_REQUEST A_:
Duplicate the part of the page on custom containers for Dataproc Serverless starting at "Use the gcloud" and ending at "Spark batch workload.".
┌─ TEXT BLOCK
Use custom containers with Dataproc Serverless for Spark

Dataproc Serverless for Spark runs workloads within Docker containers. The container provides the runtime environment for the workload's driver and executor processes. By default, Dataproc Serverless for Spark uses a container image that includes the default Spark, Java, Python and R packages associated with a runtime release version. The Dataproc Serverless for Spark batches API allows you to use a custom container image instead of the default image. Typically, a custom container image adds Spark workload Java or Python dependencies not provided by the default container image. Important: Do not include Spark in your custom container image; Dataproc Serverless for Spark will mount Spark into the container at runtime.

Submit a Spark batch workload using a custom container image

gcloud

Use the gcloud dataproc batches submit spark command with the --container-image flag to specify your custom container image when you submit a Spark batch workload.

gcloud dataproc batches submit spark \
    --container-image=custom-image, for example, "gcr.io/my-project-id/my-image:1.0.1" \
    --region=region \
    --jars=path to user workload jar located in Cloud Storage or included in the custom container \
    --class=The fully qualified name of a class in the jar file, such as org.apache.spark.examples.SparkPi \
    -- add any workload arguments here

Notes:

Custom-image: Specify the custom container image using the following Container Registry image naming format: {hostname}/{project-id}/{image}:{tag}, for example, "gcr.io/my-project-id/my-image:1.0.1". Note: You must host your custom container image on Container Registry or Artifact Registry. (Dataproc Serverless cannot fetch containers from other registries).
└─
_REQUEST B_:
Write out the lines of the listing below again in full, starting at the line that contains "For the scoring pass, find every instance of the bare" and ending at the line that contains "[[236, 85]]", shifting every coordinate by adding 134 to it. Give only those lines.
┌─ EXERCISE MATERIAL
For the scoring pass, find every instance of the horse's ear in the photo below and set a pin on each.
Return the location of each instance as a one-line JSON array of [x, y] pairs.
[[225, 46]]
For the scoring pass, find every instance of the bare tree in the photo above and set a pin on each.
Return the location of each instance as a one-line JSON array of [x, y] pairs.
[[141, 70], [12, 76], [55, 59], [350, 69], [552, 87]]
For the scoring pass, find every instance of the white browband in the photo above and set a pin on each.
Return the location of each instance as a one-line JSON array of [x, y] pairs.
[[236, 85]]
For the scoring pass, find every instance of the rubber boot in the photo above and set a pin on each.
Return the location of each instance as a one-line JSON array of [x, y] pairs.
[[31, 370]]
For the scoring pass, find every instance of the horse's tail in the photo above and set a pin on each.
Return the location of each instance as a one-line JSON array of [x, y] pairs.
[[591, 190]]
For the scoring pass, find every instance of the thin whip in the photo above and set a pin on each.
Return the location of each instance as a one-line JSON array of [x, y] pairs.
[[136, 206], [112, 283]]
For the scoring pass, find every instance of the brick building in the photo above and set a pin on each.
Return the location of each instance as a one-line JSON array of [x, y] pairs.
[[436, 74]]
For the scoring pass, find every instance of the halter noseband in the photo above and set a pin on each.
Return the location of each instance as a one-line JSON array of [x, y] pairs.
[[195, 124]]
└─
_REPLY A_:
Use the gcloud dataproc batches submit spark command with the --container-image flag to specify your custom container image when you submit a Spark batch workload.

_REPLY B_:
For the scoring pass, find every instance of the bare tree in the photo above and set a pin on each.
Return the location of each instance as a one-line JSON array of [x, y] pairs.
[[275, 204], [146, 210], [189, 193], [484, 203], [686, 221]]
For the scoring pass, find every instance of the white browband in the photo above and set a pin on each.
Return the location of each instance as a one-line JSON array of [x, y] pairs.
[[370, 219]]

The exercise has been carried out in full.